Talent is something, but tact is everything. Talent is no match for tact; we see its failure everywhere. In the growth of life, common sense has the right of way. Tact is extremely delicate quality, difficult to define, hard to cultivate, but absolutely indispensable to one who wishes to get on in the world rapidly and smoothly. Some people possess this exquisite sense in such a degree that they never offend, and yet they say everything that they wish to. They apparently do not restrain themselves and say things with impunity which, if said by many others, would give mortal offense. On the other hand, certain people, no matter what they say, cannot seem to avoid irritating the sensitiveness of others, although they mean well.

Such people go through life misunderstood, for they cannot quite adjust themselves to circumstances. The way is never quite clear. They are continually running against something. They are always causing offense without meaning to, uncovering blemishes or sore spots. They invariably appear at the wrong time and do the wrong thing. They never get hold of the right end of the thread, so that the spool does not unravel, but the more they pull, the worse they tangle the threads. Who can estimate the loss to the world which results from the lack of tact, the blundering, the stumbling, the slips, the falls, the fatal mistakes which come to people because they do not know how to do the right thing at the right time! How often we see splendid ability wasted, or not used effectively, because people lack this indefinable, exquisite quality which we call “tact.”

* _Required action A_:
According to the passage on tact, what has the right of way in the growth of life?
* _Required action B_:
In the passage on tact, list every item named after "the lack of tact" in the sentence that begins "Who can estimate the loss to the world".

* _Given data_:
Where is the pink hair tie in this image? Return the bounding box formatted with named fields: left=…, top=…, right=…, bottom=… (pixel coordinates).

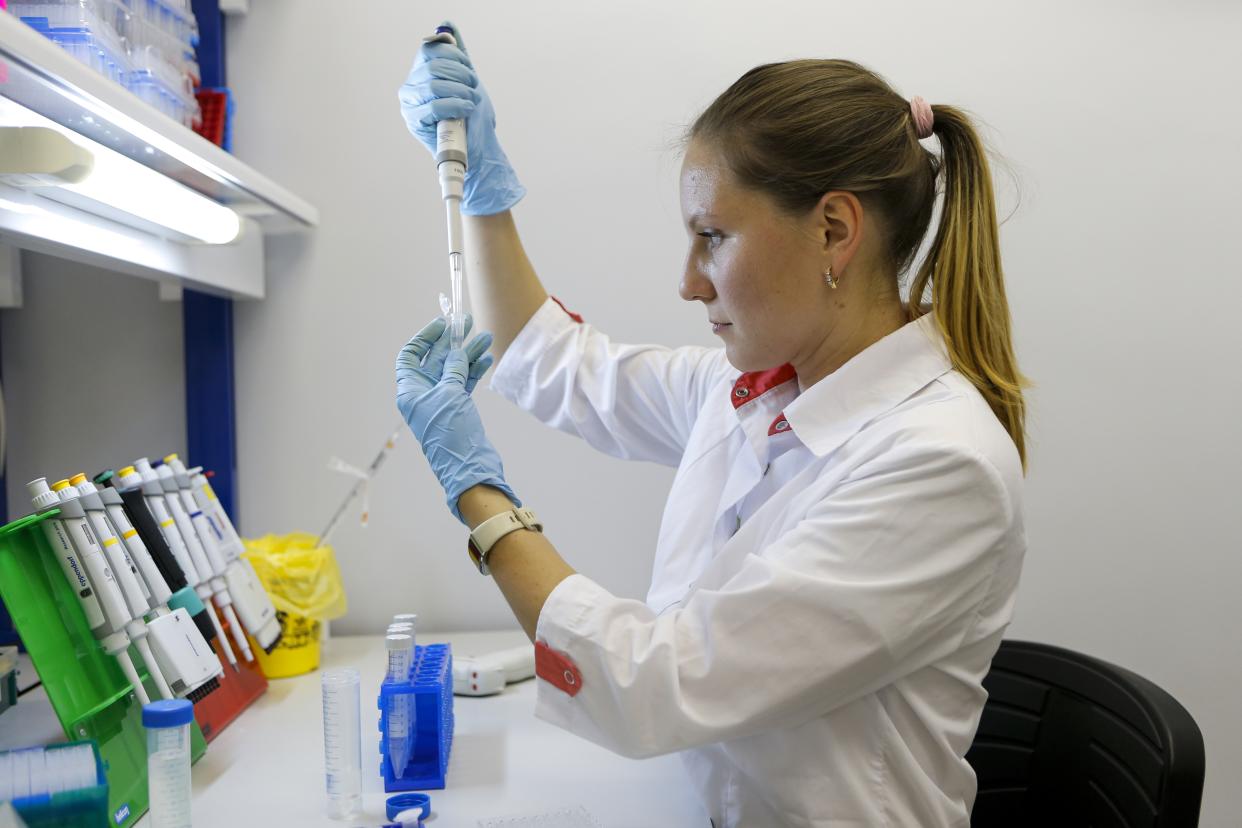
left=910, top=96, right=935, bottom=140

* _Answer area A_:
Common sense.

* _Answer area B_:
the blundering, the stumbling, the slips, the falls, the fatal mistakes